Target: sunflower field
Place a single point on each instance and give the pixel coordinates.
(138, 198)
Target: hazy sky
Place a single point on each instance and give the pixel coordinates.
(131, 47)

━━━━━━━━━━━━━━━━━━━━━━━━━━━━━━

### What this task involves
Could you reproduce every record above exactly as it stands?

### Response
Target: sunflower field
Place a single point on each instance and give the pixel coordinates.
(138, 198)
Target: hazy sky
Place a single point on each instance and give the pixel coordinates.
(131, 47)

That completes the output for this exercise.